[WORK TO BE COMPLETED]: Lay out the data as a Markdown table with the columns "Row" and "Data line," giving each line a row number and skipping blank lines. Include only the lines from the start of the data up to and including the line with "78], [219, 79]]", and leave the pictures out.

[DATASET ROWS]:
====
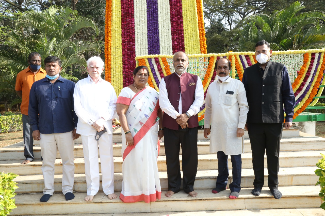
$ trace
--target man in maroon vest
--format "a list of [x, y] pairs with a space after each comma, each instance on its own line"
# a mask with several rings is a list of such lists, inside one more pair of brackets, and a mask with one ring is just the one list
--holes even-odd
[[180, 191], [179, 148], [182, 147], [183, 188], [194, 197], [193, 186], [198, 168], [197, 114], [204, 97], [201, 79], [186, 72], [188, 58], [179, 52], [174, 55], [175, 73], [162, 79], [160, 84], [159, 105], [164, 112], [165, 151], [167, 165], [167, 197]]

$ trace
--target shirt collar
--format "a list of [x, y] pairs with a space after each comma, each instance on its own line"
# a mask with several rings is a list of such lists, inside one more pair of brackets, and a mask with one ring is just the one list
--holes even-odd
[[[92, 83], [94, 82], [94, 80], [93, 80], [93, 79], [91, 78], [90, 77], [90, 76], [89, 76], [89, 74], [88, 75], [88, 77], [87, 77], [87, 79], [88, 79], [88, 80], [89, 81], [89, 82], [90, 83]], [[98, 80], [98, 82], [101, 82], [102, 80], [103, 79], [101, 78], [101, 77], [99, 77], [99, 80]], [[98, 83], [98, 82], [97, 83]]]

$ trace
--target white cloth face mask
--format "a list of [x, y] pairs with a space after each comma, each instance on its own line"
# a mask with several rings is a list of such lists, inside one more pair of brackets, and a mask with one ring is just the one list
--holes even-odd
[[261, 65], [263, 65], [266, 63], [268, 60], [268, 56], [267, 55], [261, 53], [256, 56], [256, 60]]
[[219, 80], [221, 81], [221, 82], [223, 82], [226, 81], [226, 80], [227, 80], [227, 79], [229, 78], [229, 75], [228, 75], [228, 76], [226, 76], [226, 77], [219, 77], [217, 75], [217, 76], [218, 76], [218, 78], [219, 79]]

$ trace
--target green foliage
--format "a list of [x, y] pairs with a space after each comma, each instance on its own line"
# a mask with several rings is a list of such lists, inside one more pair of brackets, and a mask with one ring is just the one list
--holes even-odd
[[12, 211], [13, 209], [17, 208], [15, 199], [15, 191], [18, 188], [17, 183], [13, 181], [18, 175], [12, 173], [0, 174], [0, 215], [6, 215]]
[[[325, 201], [324, 199], [325, 196], [325, 155], [322, 154], [320, 154], [323, 157], [323, 159], [318, 160], [318, 162], [316, 164], [316, 165], [319, 169], [315, 170], [315, 174], [319, 177], [315, 186], [320, 185], [320, 190], [318, 195], [320, 197], [322, 200]], [[319, 207], [325, 210], [325, 202], [321, 205]]]
[[22, 129], [21, 115], [0, 116], [0, 129], [2, 133], [7, 133], [8, 130], [10, 129], [15, 132], [18, 130]]
[[240, 33], [242, 51], [255, 50], [256, 42], [270, 43], [274, 51], [325, 47], [325, 14], [317, 11], [301, 13], [306, 7], [296, 1], [271, 14], [253, 14]]

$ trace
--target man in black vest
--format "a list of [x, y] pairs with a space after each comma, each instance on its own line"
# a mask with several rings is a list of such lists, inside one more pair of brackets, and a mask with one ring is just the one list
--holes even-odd
[[[267, 185], [273, 197], [280, 199], [278, 189], [280, 140], [284, 127], [292, 126], [295, 99], [287, 68], [270, 60], [270, 44], [261, 41], [255, 45], [258, 63], [246, 68], [242, 82], [249, 110], [246, 129], [251, 141], [255, 178], [252, 193], [259, 196], [264, 183], [264, 153], [266, 150]], [[283, 106], [286, 115], [284, 120]]]

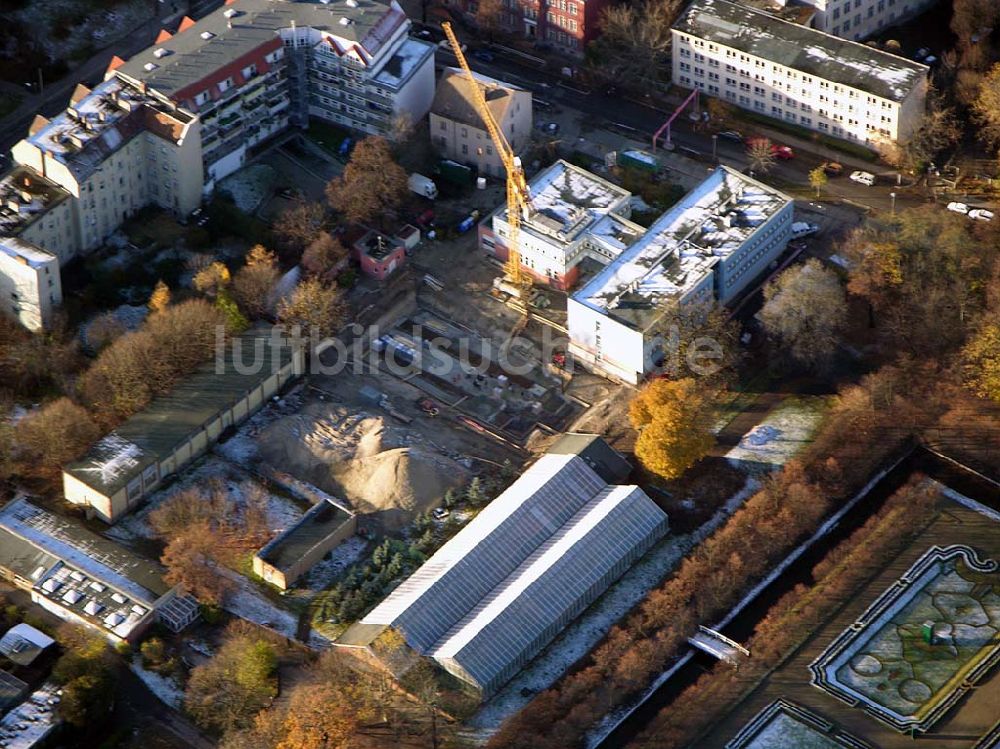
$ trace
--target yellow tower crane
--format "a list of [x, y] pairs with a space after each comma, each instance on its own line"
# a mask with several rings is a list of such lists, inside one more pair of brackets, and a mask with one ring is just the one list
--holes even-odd
[[531, 205], [531, 194], [528, 191], [528, 181], [524, 178], [521, 158], [514, 154], [514, 149], [510, 147], [510, 143], [507, 142], [503, 131], [497, 125], [493, 113], [490, 112], [490, 108], [486, 103], [486, 96], [482, 88], [479, 87], [479, 82], [476, 81], [475, 76], [472, 74], [472, 69], [469, 67], [469, 63], [462, 53], [462, 45], [458, 43], [458, 38], [452, 30], [451, 24], [445, 21], [441, 24], [441, 27], [444, 29], [445, 36], [448, 37], [448, 42], [455, 52], [455, 57], [458, 58], [458, 64], [462, 66], [462, 70], [469, 79], [469, 83], [472, 84], [472, 95], [475, 97], [479, 116], [483, 118], [486, 131], [493, 140], [493, 146], [497, 149], [497, 154], [500, 156], [500, 161], [503, 163], [504, 169], [507, 170], [507, 224], [510, 226], [510, 236], [504, 242], [507, 245], [507, 265], [504, 272], [511, 284], [523, 290], [529, 285], [530, 281], [521, 269], [518, 235], [521, 232], [521, 220], [527, 217], [528, 209]]

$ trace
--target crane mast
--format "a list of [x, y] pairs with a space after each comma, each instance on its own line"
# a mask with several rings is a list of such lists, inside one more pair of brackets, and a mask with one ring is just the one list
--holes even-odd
====
[EXPECTED ANSWER]:
| Row | Data line |
|---|---|
| 1 | $ trace |
| 2 | --target man in maroon vest |
| 3 | --format "a list of [x, y] pairs with a space after each comma, each instance on its own line" |
| 4 | # a mask with several rings is a list of such lists, inside one more pair of brackets, and a mask with one ring is just the one list |
| 5 | --holes even-odd |
| 6 | [[180, 191], [179, 148], [182, 147], [183, 188], [194, 197], [193, 186], [198, 168], [197, 114], [204, 97], [201, 79], [186, 72], [188, 58], [179, 52], [174, 55], [175, 73], [162, 79], [160, 84], [159, 105], [164, 112], [165, 151], [167, 165], [167, 197]] |
| 7 | $ trace |
| 8 | --target shirt collar |
| 9 | --format "a list of [x, y] pairs with a space after each comma, each instance on its own line" |
| 10 | # a mask with several rings is a list of such lists, inside one more pair of brackets, and a mask with one ring is just the one list |
| 11 | --holes even-odd |
| 12 | [[[92, 83], [94, 82], [94, 80], [93, 80], [93, 79], [91, 78], [90, 77], [90, 76], [89, 76], [89, 74], [88, 75], [88, 77], [87, 77], [87, 79], [88, 79], [88, 80], [89, 81], [89, 82], [90, 83]], [[98, 80], [98, 82], [101, 82], [102, 80], [103, 79], [101, 78], [101, 77], [99, 77], [99, 80]], [[98, 83], [98, 82], [97, 83]]] |
| 13 | $ trace |
| 14 | --target white cloth face mask |
| 15 | --format "a list of [x, y] pairs with a space after each comma, each instance on its own line" |
| 16 | # a mask with several rings is a list of such lists, inside one more pair of brackets, and a mask with one ring is just the one list |
| 17 | --holes even-odd |
| 18 | [[261, 65], [263, 65], [266, 63], [268, 60], [268, 56], [267, 55], [261, 53], [256, 56], [256, 60]] |
| 19 | [[219, 80], [221, 81], [221, 82], [223, 82], [226, 81], [226, 80], [227, 80], [227, 79], [229, 78], [229, 75], [228, 75], [228, 76], [226, 76], [226, 77], [219, 77], [217, 75], [217, 76], [218, 76], [218, 78], [219, 79]] |